## [Tarefas]
1. Segundo o texto sobre os irmãos Mantle, em que área Beverly e Elliot construíram sua carreira?
2. Retome o texto sobre os irmãos Mantle logo após a última frase apresentada.

Um estranho equilíbrio estava estabelecido entre os irmãos Mantle. Um pacto feito a sua revelia, dentro do berço amniótico onde foram gestados (berço esse que será mais tarde o terreno de suas grandes realizações profissionais).

São gêmeos. E essa face suave da exceção genética é usada por Cronemberg para representar aqueles que, com toda propriedade, se tornam especialistas do excepcional, da terceira via, enfim, desbravadores de territórios não mapeados pela Doxa (dentre estes, especificamente um: essa gruta misteriosa e atávica de onde todos surgimos e que, apesar de muito "tateada" - que belo eufemismo para as intervenções cirúrgicas! - ainda encerra segredos: o útero).
O precoce interesse de Beverly e Elliot pelos assuntos da carne será o fio de Ariadne que os conduzirá de um brilhante (e por isso mesmo conflitante com o cânone acadêmico) desempenho universitário à uma laureada carreira de ginecologistas especializados em infertilidade feminina. Nela, o primeiro (pesquisador, inventor, cauteloso, tímido) e o segundo (negociante, menos estudioso, irreverente, sedutor) se complementam ponto a ponto (Bev desenvolvendo sofisticadas técnicas e instrumentos cirúrgicos, Elly cuidando dos assuntos administrativos e comerciais).

Mas o germe de sua dissociação já estava lá, no perverso jogo narcísico orquestrado por Elly, que compartilhava com Bev as clientes que seduzia.

Dissociação

Nessa troca perversa, a sólida distinção que os perfilava e distribuia em funções complementares se rarefazia perigosamente, por força de perigosos jogos de espelho, onde um procurava imitar pormenorizadamente as características do outro. Magistral o desempenho de Jeremy Irons, que interpreta não dois, mas quatro papéis distintos e meticulosamente cauculados (Bev, Elly, Elly/Bev, Bev/Elly), gerenciando os maneirismos de cada um com precisão formidável!

## [Dados extraídos]
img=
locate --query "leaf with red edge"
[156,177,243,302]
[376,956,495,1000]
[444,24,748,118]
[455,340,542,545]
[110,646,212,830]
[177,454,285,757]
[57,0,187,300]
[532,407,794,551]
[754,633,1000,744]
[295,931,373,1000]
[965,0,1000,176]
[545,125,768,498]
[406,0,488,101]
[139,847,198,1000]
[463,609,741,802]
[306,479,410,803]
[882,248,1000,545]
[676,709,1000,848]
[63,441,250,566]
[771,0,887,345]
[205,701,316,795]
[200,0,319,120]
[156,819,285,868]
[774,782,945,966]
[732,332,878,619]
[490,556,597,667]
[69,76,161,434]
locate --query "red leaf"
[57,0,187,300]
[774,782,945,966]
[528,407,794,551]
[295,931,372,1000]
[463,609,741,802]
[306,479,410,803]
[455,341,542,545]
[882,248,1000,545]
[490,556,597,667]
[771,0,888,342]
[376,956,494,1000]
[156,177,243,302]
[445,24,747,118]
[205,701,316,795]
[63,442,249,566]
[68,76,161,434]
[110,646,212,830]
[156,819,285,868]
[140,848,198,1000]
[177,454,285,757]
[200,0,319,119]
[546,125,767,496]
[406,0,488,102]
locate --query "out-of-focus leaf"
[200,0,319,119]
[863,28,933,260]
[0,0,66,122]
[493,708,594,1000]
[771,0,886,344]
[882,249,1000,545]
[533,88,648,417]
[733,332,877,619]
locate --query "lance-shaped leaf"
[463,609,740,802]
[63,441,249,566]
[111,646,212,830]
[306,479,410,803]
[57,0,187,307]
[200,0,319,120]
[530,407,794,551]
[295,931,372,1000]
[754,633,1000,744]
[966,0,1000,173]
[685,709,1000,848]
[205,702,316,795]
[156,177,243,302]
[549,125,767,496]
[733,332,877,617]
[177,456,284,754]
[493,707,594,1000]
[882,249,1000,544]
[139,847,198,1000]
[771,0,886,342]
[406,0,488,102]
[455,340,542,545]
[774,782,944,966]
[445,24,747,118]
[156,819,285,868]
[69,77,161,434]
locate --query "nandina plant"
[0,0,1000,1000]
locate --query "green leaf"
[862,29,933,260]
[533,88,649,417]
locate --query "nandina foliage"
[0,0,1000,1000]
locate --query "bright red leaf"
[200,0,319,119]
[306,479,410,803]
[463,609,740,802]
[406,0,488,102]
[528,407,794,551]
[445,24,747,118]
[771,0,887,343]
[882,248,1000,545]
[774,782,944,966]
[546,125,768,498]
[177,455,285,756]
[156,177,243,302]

---

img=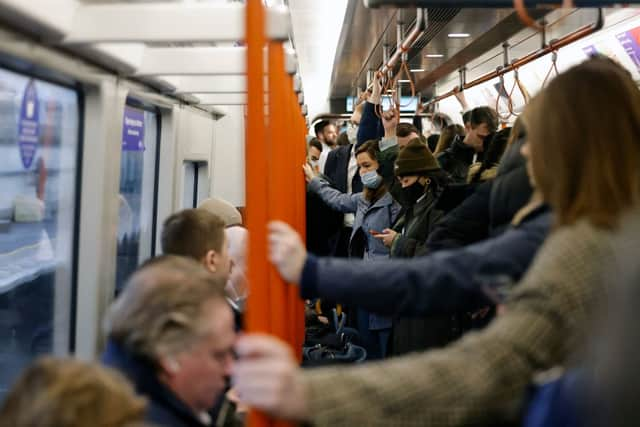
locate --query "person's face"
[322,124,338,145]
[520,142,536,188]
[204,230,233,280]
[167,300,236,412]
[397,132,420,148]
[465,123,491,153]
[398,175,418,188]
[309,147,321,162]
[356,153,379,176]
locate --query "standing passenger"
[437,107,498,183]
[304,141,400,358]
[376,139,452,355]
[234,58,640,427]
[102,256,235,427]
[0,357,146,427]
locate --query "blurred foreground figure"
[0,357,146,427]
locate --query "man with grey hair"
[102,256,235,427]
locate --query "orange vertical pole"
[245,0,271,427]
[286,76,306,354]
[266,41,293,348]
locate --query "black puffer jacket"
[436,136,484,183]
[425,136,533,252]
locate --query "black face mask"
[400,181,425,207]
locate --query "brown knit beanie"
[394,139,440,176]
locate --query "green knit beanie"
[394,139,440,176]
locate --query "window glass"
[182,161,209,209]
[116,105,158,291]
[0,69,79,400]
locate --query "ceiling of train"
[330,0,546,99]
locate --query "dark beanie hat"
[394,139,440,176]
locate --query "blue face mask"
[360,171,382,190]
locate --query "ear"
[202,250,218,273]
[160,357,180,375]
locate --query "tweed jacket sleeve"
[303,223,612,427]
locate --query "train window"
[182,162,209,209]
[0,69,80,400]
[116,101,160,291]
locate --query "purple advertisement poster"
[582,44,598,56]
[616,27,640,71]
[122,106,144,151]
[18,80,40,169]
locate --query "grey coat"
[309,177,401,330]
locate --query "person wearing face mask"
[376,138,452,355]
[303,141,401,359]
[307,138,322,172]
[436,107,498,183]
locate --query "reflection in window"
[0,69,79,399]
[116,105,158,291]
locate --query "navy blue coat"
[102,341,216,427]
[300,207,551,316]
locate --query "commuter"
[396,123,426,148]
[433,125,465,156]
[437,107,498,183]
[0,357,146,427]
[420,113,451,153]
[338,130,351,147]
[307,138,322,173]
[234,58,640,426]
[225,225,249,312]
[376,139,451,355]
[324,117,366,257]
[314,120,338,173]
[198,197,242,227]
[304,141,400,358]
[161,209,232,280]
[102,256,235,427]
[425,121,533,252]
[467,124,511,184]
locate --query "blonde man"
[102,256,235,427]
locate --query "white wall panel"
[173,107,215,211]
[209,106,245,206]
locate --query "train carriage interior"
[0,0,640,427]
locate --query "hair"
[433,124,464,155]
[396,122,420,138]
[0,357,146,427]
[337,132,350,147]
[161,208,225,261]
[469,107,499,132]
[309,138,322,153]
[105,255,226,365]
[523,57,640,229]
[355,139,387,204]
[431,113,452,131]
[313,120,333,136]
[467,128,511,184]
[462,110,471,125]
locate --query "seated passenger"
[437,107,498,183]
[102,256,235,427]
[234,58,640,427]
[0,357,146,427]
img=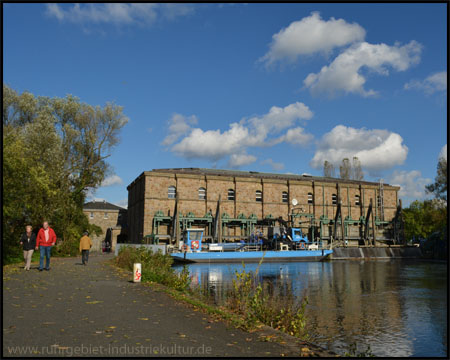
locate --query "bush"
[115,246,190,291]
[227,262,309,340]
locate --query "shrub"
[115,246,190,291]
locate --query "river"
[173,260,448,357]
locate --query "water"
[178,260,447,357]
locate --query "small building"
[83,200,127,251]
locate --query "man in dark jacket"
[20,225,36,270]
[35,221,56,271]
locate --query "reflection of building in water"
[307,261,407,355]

...

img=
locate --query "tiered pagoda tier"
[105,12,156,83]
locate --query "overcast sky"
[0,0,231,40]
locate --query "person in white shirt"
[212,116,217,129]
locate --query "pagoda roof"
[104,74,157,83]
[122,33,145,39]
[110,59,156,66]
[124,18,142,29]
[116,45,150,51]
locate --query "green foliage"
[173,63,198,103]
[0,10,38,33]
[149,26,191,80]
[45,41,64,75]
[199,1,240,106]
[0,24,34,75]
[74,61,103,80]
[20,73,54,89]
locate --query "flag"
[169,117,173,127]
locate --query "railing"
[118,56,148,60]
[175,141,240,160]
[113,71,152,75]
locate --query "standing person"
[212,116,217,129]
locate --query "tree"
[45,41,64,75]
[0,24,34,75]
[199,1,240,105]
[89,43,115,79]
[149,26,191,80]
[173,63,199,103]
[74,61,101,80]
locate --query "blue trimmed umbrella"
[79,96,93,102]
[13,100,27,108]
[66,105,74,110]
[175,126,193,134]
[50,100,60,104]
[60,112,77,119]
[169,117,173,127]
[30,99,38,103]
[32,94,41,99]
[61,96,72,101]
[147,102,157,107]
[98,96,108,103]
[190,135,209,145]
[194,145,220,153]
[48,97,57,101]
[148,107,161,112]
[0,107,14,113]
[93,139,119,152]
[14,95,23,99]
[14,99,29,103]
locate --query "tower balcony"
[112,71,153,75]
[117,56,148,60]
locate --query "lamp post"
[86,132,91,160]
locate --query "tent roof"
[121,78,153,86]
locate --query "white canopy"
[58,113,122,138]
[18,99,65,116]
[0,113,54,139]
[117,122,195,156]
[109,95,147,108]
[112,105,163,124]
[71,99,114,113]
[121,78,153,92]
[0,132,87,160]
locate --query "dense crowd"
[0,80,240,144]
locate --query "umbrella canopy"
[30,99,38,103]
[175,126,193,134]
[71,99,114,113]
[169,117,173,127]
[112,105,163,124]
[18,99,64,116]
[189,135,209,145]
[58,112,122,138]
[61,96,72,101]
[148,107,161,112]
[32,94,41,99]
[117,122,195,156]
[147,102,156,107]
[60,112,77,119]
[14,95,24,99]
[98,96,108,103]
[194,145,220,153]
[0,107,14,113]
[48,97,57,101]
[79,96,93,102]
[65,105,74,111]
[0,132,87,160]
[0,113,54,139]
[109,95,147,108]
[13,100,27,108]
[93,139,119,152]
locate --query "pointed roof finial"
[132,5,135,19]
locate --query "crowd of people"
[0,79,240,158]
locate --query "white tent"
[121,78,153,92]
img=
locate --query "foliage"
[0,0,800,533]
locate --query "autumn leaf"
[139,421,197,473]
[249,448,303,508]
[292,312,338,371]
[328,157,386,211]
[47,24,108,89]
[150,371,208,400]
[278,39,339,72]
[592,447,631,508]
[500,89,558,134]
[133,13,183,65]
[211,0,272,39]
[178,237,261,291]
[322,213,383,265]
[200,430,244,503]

## [Respostas em ordem]
1. Como ginecologistas especializados em infertilidade feminina.

2.
Para dar início ao drama que fará ruir a carreira de nossos quase-heróis, um corte preciso, num CLARO NÍVEL: Beverly se apaixona por uma cliente sua, atriz, que possui útero trifurcado. Ela será o pivô do processo de dissociação no qual ele irá procurar, ao invés de se fazer passar por Elliot (prática perversa e infantilizante), desenvolver a partir de si mesmo e em si mesmo os diferendos que até então davam contorno a sua identidade. Tão capital quanto a paixão que Bev nutre pela atriz, será esse esforço de dissociação, essa busca de "inteireza" e não-complementaridade, na qual sua sensualidade se desenvolveria com fisionomia própria, ao invés de permanecer um arremedo do donjuanismo do irmão.

Nas cópulas com Claire (perversas, criativas, afirmadoras) se realiza a descoberta de um mundo sensual até então desconhecido para ele. Mas ele não soube gerenciá-las (sobretudo aquelas feitas com drogas - butazamina em destaque - especialmente prescritas por Elly).

Crise

E aqui entramos naquele que é plenamente um dos eixos conteudísticos da obra de Cronemberg.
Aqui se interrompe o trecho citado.